-- start of Document --

Patchwork [RFC,net-next,(V2,RESENT)] ipv6: Queue fragments per interface for multicast/link-local addresses.

login
register
mail settings
Submitter YOSHIFUJI Hideaki / 吉藤英明
Date Feb. 16, 2013, 4:44 p.m.
Message ID <511FB776.8000901@linux-ipv6.org>
Download mbox | patch
Permalink /patch/220980/
State RFC
Delegated to: David Miller
Headers show

Comments

YOSHIFUJI Hideaki / 吉藤英明 - Feb. 16, 2013, 4:44 p.m.
We should queue fragments for the same link-local address on
different interfaces (e.g. fe80::1%eth0 and fe80::1%eth1) to the
different queue, because of nature of addressing architecture.

Similarly, we should queue fragments for multicast on different
interface to the different queue.  This is okay because
application joins group on speicific interface, and multicast
traffic is expected only on that interface.

CC: Ben Greear <greearb@candelatech.com>
CC: Vlad Yasevich <vyasevic@redhat.com>
CC: Eric Dumazet <eric.dumazet@gmail.com>
Signed-off-by: YOSHIFUJI Hideaki <yoshfuji@linux-ipv6.org>
---
 include/net/ipv6.h                      |    1 +
 net/ipv6/netfilter/nf_conntrack_reasm.c |    9 +++++++--
 net/ipv6/reassembly.c                   |   10 ++++++++--
 3 files changed, 16 insertions(+), 4 deletions(-)
Erik Hugne - Feb. 18, 2013, 1:19 p.m.
On Sun, Feb 17, 2013 at 01:44:38AM +0900, YOSHIFUJI Hideaki wrote:
> We should queue fragments for the same link-local address on
> different interfaces (e.g. fe80::1%eth0 and fe80::1%eth1) to the
> different queue, because of nature of addressing architecture.

-- end of Document --
-- start of Information given --

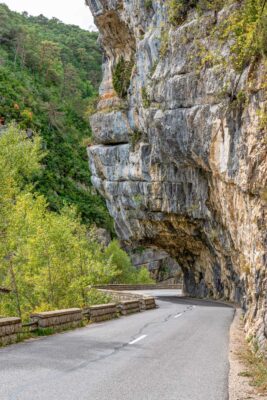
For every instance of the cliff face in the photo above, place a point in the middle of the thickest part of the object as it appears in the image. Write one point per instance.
(181, 155)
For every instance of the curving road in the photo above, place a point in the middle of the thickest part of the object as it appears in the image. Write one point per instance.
(176, 352)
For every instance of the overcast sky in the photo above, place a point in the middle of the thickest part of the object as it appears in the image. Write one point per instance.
(69, 11)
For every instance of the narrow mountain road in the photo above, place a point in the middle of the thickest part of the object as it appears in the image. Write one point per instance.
(176, 352)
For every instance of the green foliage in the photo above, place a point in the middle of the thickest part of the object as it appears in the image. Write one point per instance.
(247, 27)
(143, 276)
(145, 98)
(164, 43)
(135, 138)
(178, 9)
(47, 259)
(148, 4)
(122, 76)
(49, 75)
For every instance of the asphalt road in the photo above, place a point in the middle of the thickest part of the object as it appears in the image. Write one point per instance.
(176, 352)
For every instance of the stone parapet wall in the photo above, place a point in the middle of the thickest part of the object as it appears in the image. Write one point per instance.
(129, 307)
(9, 330)
(102, 312)
(178, 286)
(120, 297)
(59, 319)
(125, 303)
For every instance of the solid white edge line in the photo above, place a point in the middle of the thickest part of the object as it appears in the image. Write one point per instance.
(138, 339)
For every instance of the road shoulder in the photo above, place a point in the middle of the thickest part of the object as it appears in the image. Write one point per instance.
(239, 385)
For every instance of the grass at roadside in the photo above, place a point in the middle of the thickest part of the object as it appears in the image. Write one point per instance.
(256, 368)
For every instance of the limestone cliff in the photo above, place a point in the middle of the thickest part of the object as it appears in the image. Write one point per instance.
(180, 151)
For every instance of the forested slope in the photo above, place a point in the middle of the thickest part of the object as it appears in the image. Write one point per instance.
(49, 74)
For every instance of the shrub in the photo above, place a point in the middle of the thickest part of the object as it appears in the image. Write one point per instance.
(145, 98)
(121, 76)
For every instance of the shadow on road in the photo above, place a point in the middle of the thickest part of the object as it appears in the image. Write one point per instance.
(194, 302)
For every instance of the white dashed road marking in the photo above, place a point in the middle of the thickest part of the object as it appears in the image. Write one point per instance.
(138, 339)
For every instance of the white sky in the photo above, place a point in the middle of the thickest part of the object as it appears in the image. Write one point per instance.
(69, 11)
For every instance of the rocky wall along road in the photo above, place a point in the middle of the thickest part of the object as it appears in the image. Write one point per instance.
(179, 152)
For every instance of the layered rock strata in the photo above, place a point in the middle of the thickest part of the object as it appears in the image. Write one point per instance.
(181, 160)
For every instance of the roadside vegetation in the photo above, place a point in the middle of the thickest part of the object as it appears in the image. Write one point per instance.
(49, 78)
(256, 368)
(47, 258)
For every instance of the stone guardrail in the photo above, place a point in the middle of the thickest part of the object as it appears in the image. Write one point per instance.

-- end of Information given --

> Aim of the exercise
Reproduce the passage of the patch page that begins at the words "Similarly, we should" and stops after the words "on that interface.". Rely only on the patch page above, not on the rows.

> Exercise solution
Similarly, we should queue fragments for multicast on different
interface to the different queue.  This is okay because
application joins group on speicific interface, and multicast
traffic is expected only on that interface.